STATED GOAL —
Rewrite all of the entries below as a numbered list, leaving out any blank lines.

DATA FOR THIS EXERCISE —

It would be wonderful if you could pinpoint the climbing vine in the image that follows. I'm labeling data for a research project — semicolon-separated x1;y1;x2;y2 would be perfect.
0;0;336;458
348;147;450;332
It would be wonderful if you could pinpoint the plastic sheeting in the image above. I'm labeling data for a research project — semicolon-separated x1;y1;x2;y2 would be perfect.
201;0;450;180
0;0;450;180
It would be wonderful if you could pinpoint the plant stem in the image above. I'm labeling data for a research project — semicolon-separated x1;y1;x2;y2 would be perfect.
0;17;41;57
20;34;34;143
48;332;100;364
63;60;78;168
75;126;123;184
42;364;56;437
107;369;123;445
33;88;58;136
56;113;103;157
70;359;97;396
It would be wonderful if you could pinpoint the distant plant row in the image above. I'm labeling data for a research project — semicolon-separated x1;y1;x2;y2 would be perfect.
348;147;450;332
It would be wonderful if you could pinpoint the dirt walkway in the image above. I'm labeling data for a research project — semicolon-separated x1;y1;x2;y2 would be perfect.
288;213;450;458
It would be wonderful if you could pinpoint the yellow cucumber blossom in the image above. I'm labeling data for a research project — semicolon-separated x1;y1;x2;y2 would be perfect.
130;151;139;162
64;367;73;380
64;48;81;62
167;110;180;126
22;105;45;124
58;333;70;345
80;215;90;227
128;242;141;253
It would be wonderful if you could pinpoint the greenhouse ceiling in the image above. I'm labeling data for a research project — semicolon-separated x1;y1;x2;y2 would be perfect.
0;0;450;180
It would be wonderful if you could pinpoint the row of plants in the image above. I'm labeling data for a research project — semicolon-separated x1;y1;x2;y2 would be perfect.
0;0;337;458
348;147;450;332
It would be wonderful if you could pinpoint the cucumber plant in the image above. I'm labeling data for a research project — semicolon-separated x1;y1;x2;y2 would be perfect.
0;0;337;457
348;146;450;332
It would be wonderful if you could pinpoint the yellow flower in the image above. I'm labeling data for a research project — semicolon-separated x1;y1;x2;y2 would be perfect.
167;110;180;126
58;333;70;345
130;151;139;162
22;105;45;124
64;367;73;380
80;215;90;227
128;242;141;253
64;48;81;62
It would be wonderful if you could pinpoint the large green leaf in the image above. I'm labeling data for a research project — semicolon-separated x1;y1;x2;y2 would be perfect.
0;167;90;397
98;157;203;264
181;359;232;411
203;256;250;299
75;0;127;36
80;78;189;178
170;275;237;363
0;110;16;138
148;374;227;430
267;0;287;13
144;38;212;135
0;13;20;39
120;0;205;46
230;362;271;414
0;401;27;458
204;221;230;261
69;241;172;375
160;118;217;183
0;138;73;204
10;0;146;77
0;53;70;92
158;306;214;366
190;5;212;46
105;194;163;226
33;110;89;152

EXERCISE RESULT —
1. It would be wonderful if you could pinpoint the climbing vine in the image that follows. I'm labeling data for a research project — semicolon-separated x1;y1;x2;y2 would be perfect.
2. 0;0;336;458
3. 348;147;450;332
4. It would be wonderful if you could pinpoint the plastic sheeting in the image above. I'm labeling data for a research project — semicolon-separated x1;y1;x2;y2 would be perfect.
5. 201;0;450;180
6. 0;0;450;180
7. It would be wonderful if you could pinpoint the plant stem in the image above. I'm labeling data for a research project — semicolon-separated x1;y1;x2;y2 would be perfect.
8. 0;17;41;57
9. 20;34;34;143
10. 48;332;100;364
11. 63;60;78;168
12. 75;126;123;184
13. 42;364;56;437
14. 107;369;123;445
15. 33;88;58;136
16. 56;113;103;157
17. 70;359;97;396
18. It would be wonderful if you could pinpoint the distant plant row in the image above. I'm labeling data for a research project — semicolon-separated x1;y1;x2;y2 would be perfect.
19. 348;147;450;332
20. It would be wonderful if you could pinpoint the dirt walkway in the image above. I'm labeling data for a research project — semicolon-separated x1;y1;x2;y2 would be perfect.
21. 288;213;450;458
22. It would be wonderful if you could pinpoint the yellow cucumber blossom in the image above. I'm labeling data for a research project — semicolon-separated x1;y1;x2;y2 would be perfect.
23. 130;151;139;162
24. 64;367;73;380
25. 64;48;81;62
26. 167;110;180;126
27. 22;105;45;124
28. 58;333;70;345
29. 80;215;90;227
30. 128;242;141;253
31. It would be wonderful if you could pinpoint the greenhouse ceiling in the image above. I'm labeling data for a research project — semicolon-separated x1;y1;x2;y2 would be perfect.
32. 0;0;450;180
33. It would be wonderful if you could pinpoint the row of plants in the image above. I'm labeling data for a research project — semicolon-separated x1;y1;x2;y2 would be perfect.
34. 0;0;337;458
35. 348;147;450;332
36. It would be wonderful if you could pinpoint the cucumber plant in the image above. I'm labeling data for a research project — semicolon-separated x1;y1;x2;y2 would be perfect.
37. 0;0;337;457
38. 348;146;450;332
39. It would be wonderful if you could pinpoint the yellow flower in the image above. I'm labeling data for a research project — semicolon-separated x1;y1;x2;y2 would be perfect.
40. 167;110;180;126
41. 58;333;70;345
42. 130;151;139;162
43. 22;105;45;124
44. 64;367;73;380
45. 80;215;90;227
46. 128;242;141;253
47. 64;48;81;62
48. It would be wonderful if you could pinpoint the large green leaf in the image above. I'm labeling data for a research project — semicolon-separated x1;y1;x2;y2 would be perfect.
49. 0;167;90;397
50. 98;157;203;264
51. 181;359;232;411
52. 203;256;250;299
53. 75;0;127;36
54. 80;78;189;178
55. 170;275;237;363
56. 0;110;16;138
57. 148;374;227;430
58. 267;0;287;13
59. 144;38;212;135
60. 0;13;20;39
61. 120;0;205;46
62. 230;362;271;414
63. 0;401;27;458
64. 204;221;230;261
65. 69;241;172;375
66. 160;118;217;183
67. 0;138;73;204
68. 10;0;146;77
69. 0;53;70;92
70. 158;306;214;366
71. 190;5;212;46
72. 105;194;163;226
73. 33;110;89;152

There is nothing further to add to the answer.